» Aim of the exercise
Please rewrite every line of the material below, from the line containing "label the brick wall, a point per instance." through the end of the material, with each point coordinate multiplied by 0.2 and rounded to a whole number, halves up. Return only those lines, with all other text unchanged.

-------

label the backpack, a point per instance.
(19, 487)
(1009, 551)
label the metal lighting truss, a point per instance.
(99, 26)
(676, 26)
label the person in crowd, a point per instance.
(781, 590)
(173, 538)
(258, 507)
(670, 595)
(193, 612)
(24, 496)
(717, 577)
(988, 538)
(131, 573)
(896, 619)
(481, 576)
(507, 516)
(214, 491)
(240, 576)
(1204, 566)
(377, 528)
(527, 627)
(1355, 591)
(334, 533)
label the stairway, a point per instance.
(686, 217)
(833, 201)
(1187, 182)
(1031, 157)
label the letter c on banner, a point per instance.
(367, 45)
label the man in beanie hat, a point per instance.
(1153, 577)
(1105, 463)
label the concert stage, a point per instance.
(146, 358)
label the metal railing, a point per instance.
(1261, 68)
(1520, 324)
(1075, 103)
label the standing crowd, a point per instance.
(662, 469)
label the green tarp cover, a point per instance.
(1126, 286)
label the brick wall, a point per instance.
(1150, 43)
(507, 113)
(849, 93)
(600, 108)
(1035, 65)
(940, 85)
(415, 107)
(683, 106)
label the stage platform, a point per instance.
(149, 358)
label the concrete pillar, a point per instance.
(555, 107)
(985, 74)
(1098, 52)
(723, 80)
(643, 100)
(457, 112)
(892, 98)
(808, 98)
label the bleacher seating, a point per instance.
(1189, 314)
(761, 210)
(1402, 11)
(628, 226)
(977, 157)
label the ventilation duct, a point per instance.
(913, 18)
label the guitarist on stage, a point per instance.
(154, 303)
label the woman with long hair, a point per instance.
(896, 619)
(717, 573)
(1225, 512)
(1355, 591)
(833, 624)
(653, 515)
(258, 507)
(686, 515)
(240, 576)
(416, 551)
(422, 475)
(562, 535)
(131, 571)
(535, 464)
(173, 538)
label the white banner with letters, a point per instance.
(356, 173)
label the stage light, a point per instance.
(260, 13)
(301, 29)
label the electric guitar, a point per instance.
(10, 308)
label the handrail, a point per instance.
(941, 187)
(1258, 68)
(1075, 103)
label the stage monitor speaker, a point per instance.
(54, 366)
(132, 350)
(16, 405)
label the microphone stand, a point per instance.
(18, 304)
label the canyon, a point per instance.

-------

» Task response
label the brick wall, a point per instance.
(230, 9)
(101, 23)
(170, 19)
(120, 22)
(207, 13)
(188, 17)
(83, 21)
(137, 21)
label the stage platform, a point per instance.
(30, 72)
label the concrete pillar, a point per instance.
(111, 21)
(197, 15)
(220, 10)
(145, 16)
(129, 20)
(91, 22)
(178, 20)
(162, 20)
label the bleacher seating, a point per instance.
(238, 63)
(152, 42)
(280, 2)
(126, 45)
(195, 31)
label the ventilation duct, a point per instance.
(183, 4)
label the guitarist on stage, a point per instance.
(31, 61)
label the woman with long hair, a point per instance.
(179, 124)
(143, 115)
(245, 102)
(271, 118)
(167, 125)
(131, 103)
(52, 101)
(137, 103)
(48, 115)
(83, 110)
(84, 95)
(112, 107)
(26, 114)
(107, 93)
(35, 108)
label the white banner with letters, a point per instance.
(71, 35)
label the stage light, a point per instance.
(52, 3)
(60, 6)
label the electric guitar, a point per instance.
(2, 62)
label the handrail, a point per instance.
(188, 37)
(252, 14)
(215, 21)
label the stage monitor speaker, a point per instance.
(11, 73)
(26, 70)
(3, 81)
label the microphone stand, a point per instance.
(4, 61)
label the canyon, a point per instance.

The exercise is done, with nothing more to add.